#### [Material supplied]
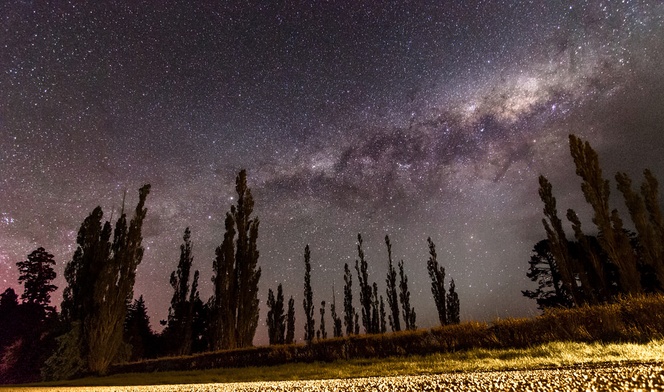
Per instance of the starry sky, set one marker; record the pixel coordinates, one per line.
(409, 118)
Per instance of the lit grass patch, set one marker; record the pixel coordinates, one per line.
(555, 354)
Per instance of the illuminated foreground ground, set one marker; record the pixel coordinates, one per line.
(647, 377)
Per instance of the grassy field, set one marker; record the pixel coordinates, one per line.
(555, 354)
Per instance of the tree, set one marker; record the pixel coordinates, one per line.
(336, 320)
(409, 315)
(544, 270)
(611, 235)
(290, 322)
(100, 279)
(453, 305)
(322, 333)
(308, 301)
(36, 273)
(437, 275)
(276, 320)
(138, 332)
(350, 316)
(557, 240)
(181, 312)
(236, 275)
(391, 290)
(367, 301)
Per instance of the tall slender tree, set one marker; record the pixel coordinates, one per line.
(437, 275)
(290, 322)
(409, 315)
(276, 320)
(100, 279)
(391, 290)
(336, 320)
(612, 237)
(235, 300)
(181, 312)
(366, 291)
(36, 273)
(350, 316)
(453, 305)
(308, 301)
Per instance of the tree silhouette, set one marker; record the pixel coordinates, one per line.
(437, 275)
(181, 311)
(235, 299)
(350, 316)
(36, 273)
(453, 305)
(290, 322)
(276, 320)
(391, 290)
(409, 315)
(308, 301)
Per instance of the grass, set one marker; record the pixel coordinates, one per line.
(554, 354)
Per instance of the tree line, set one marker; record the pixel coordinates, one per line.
(101, 323)
(592, 269)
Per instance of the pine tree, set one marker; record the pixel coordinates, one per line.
(391, 290)
(290, 322)
(36, 273)
(613, 239)
(350, 316)
(409, 315)
(321, 331)
(276, 320)
(181, 312)
(437, 275)
(453, 305)
(235, 300)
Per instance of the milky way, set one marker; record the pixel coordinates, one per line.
(414, 120)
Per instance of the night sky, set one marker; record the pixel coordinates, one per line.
(413, 119)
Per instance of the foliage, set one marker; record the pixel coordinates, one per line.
(235, 300)
(290, 322)
(36, 273)
(276, 320)
(391, 290)
(409, 315)
(179, 328)
(308, 301)
(437, 275)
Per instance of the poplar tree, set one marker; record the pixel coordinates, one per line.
(290, 322)
(367, 301)
(437, 275)
(36, 273)
(557, 240)
(611, 236)
(235, 299)
(409, 315)
(276, 320)
(308, 301)
(350, 316)
(181, 312)
(100, 279)
(453, 305)
(336, 320)
(391, 290)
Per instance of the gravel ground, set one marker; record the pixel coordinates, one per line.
(636, 377)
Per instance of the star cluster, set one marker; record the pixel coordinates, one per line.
(412, 119)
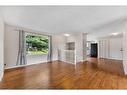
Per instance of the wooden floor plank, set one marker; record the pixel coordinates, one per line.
(93, 74)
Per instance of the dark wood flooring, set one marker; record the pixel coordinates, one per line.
(93, 74)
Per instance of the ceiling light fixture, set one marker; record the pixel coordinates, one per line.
(115, 34)
(67, 35)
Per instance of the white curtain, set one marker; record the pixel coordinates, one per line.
(21, 60)
(49, 58)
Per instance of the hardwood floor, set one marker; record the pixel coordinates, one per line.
(93, 74)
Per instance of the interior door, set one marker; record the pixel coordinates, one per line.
(116, 48)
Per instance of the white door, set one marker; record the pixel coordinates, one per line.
(116, 48)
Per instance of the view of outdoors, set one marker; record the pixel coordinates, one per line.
(36, 44)
(37, 48)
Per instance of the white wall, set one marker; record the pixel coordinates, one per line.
(80, 45)
(125, 49)
(1, 46)
(11, 46)
(58, 42)
(110, 48)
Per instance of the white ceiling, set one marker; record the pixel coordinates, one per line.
(64, 19)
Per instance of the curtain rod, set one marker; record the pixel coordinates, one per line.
(32, 32)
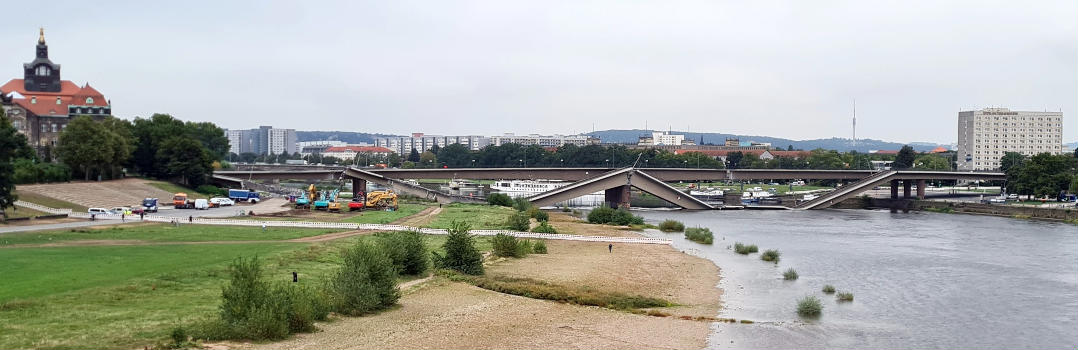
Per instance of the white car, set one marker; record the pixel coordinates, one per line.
(221, 201)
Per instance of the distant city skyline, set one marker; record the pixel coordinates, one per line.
(788, 70)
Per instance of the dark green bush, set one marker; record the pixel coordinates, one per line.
(519, 221)
(770, 255)
(540, 215)
(523, 248)
(616, 217)
(460, 252)
(810, 306)
(745, 250)
(671, 226)
(499, 199)
(543, 227)
(252, 309)
(367, 281)
(408, 251)
(790, 275)
(539, 247)
(700, 235)
(522, 204)
(506, 246)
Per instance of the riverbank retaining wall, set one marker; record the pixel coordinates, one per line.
(975, 208)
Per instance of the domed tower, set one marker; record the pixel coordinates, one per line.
(41, 74)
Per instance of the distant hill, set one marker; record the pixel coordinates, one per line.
(716, 138)
(347, 137)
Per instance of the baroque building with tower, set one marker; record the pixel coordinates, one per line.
(41, 103)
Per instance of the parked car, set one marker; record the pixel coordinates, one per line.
(120, 210)
(221, 201)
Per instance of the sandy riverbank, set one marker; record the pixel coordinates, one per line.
(441, 313)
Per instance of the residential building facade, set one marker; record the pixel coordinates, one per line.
(41, 103)
(262, 140)
(984, 136)
(547, 141)
(423, 142)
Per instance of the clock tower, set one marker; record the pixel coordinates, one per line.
(41, 74)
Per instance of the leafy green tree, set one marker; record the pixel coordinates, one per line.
(733, 159)
(185, 158)
(428, 159)
(460, 252)
(12, 145)
(87, 147)
(904, 158)
(1011, 161)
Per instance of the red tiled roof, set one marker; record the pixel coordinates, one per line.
(358, 149)
(44, 102)
(718, 153)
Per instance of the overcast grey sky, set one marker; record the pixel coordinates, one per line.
(784, 69)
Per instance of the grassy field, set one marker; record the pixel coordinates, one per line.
(381, 217)
(171, 187)
(133, 296)
(477, 215)
(49, 201)
(162, 233)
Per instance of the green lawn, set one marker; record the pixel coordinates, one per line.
(381, 217)
(124, 297)
(171, 187)
(49, 201)
(483, 217)
(163, 233)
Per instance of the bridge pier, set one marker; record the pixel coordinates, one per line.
(358, 185)
(618, 197)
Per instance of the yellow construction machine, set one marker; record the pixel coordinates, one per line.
(382, 199)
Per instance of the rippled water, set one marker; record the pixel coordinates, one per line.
(920, 280)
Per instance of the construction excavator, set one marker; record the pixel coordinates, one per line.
(305, 198)
(382, 199)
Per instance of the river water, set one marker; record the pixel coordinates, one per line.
(920, 280)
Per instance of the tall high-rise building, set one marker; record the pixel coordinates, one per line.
(984, 136)
(262, 140)
(423, 142)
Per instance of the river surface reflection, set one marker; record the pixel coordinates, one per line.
(921, 280)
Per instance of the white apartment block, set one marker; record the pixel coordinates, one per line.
(281, 141)
(547, 141)
(423, 142)
(986, 135)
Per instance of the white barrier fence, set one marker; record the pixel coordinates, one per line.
(40, 208)
(312, 224)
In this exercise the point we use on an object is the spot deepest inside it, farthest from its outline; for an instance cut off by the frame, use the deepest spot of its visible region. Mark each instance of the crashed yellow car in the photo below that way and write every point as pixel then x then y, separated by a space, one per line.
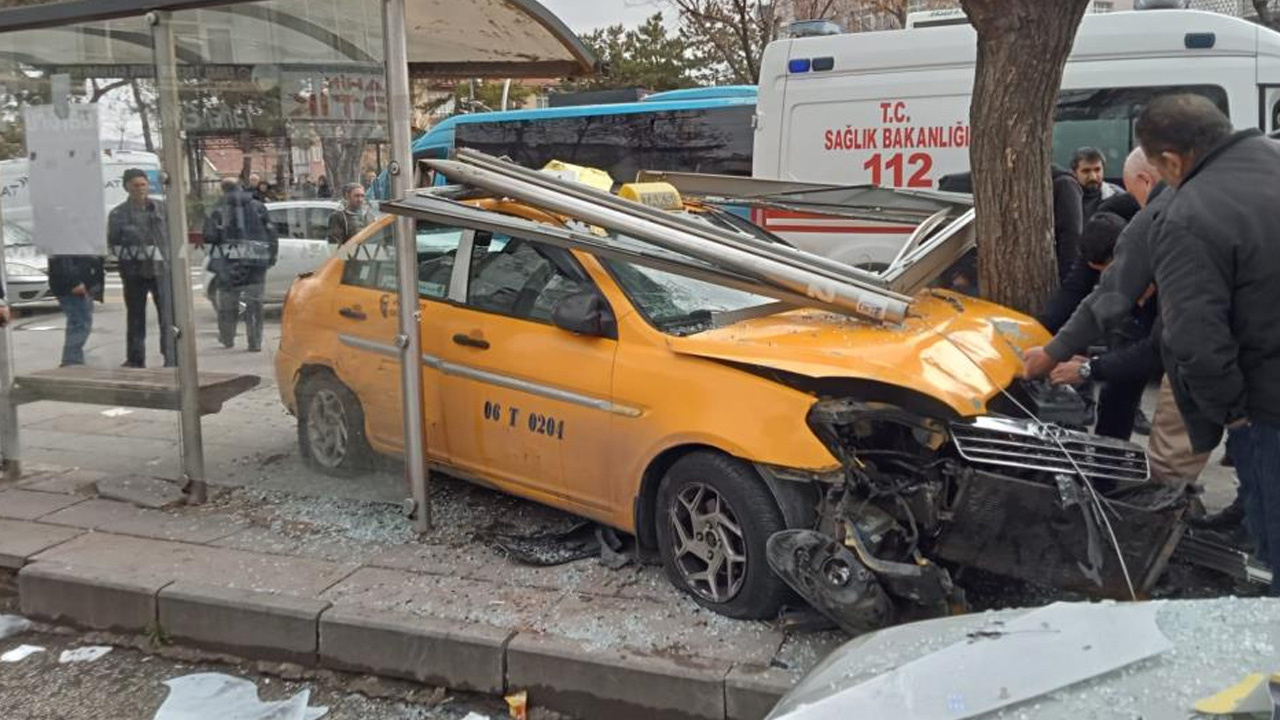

#### [Written task]
Copy out every line of the records that contains the word "distant".

#### [Written response]
Per instance of the distant city skyline, set one marker; record the pixel coordinates, one per line.
Per instance of the distant hill, set one marker; record the pixel coordinates, one per line.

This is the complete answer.